(Entries from a dataset)
* start *

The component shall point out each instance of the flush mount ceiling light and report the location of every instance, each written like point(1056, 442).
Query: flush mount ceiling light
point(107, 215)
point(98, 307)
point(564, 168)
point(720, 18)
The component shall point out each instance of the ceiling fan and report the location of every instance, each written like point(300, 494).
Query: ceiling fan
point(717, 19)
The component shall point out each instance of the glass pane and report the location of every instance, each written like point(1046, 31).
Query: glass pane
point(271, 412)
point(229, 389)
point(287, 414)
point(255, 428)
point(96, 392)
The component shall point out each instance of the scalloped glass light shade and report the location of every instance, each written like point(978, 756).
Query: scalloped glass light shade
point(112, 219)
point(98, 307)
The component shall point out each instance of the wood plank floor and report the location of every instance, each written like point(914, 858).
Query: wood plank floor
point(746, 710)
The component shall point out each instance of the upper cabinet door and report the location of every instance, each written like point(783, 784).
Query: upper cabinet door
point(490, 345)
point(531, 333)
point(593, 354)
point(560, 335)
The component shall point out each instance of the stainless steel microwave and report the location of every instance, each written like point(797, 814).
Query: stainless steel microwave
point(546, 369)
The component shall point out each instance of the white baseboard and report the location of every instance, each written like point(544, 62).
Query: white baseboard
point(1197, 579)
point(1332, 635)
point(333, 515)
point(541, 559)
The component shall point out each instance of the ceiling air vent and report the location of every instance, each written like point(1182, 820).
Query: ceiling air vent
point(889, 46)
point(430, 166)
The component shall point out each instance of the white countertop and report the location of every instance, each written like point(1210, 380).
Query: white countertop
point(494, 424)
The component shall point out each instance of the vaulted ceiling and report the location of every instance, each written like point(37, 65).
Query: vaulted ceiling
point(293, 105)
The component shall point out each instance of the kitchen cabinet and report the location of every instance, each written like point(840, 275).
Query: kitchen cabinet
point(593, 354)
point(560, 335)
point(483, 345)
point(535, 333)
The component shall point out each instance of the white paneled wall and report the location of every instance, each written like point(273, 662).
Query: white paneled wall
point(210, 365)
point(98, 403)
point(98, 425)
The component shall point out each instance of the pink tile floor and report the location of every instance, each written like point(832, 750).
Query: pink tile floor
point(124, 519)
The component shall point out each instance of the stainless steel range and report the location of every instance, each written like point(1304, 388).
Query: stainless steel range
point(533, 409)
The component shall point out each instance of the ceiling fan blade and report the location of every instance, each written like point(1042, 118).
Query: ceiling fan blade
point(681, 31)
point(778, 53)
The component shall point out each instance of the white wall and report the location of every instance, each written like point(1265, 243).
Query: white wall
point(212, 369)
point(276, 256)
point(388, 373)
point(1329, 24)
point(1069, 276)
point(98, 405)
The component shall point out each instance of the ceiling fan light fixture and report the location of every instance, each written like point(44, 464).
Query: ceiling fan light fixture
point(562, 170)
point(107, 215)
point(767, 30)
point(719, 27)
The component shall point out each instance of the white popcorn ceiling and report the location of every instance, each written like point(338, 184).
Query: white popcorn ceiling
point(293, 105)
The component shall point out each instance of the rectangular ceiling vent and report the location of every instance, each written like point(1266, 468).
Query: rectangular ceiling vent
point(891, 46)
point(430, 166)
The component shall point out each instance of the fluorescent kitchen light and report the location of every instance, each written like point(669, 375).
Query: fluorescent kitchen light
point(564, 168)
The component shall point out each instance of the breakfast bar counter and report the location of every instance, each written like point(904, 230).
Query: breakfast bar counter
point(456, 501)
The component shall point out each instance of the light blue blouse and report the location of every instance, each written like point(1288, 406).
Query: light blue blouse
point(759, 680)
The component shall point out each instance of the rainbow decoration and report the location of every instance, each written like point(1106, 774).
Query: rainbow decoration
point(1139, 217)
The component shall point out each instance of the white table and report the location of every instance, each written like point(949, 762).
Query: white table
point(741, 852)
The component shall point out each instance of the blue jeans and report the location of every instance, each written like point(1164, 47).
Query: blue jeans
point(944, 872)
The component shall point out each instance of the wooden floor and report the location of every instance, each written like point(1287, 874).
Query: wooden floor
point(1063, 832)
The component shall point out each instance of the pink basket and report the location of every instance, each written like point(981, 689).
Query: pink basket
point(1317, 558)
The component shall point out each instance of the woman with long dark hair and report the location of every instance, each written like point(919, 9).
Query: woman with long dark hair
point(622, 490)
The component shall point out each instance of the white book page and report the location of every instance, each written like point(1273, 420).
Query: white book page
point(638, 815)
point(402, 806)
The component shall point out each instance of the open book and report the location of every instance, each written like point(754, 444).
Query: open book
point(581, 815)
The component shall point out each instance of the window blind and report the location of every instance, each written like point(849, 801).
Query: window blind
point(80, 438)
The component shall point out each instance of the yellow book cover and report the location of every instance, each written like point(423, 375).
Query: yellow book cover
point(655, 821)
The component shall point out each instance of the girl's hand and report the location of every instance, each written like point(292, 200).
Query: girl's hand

* end *

Required task> Edit the records from their first line through the line with "point(720, 18)" so that "flush mount" becomes "recessed", leaving everything else unchanged. Return only those lines.

Expected output>
The component shall point out each instance of the recessed ceiling light and report the location of every instance, each written like point(1056, 442).
Query: recessed ceiling light
point(107, 215)
point(98, 307)
point(564, 168)
point(720, 18)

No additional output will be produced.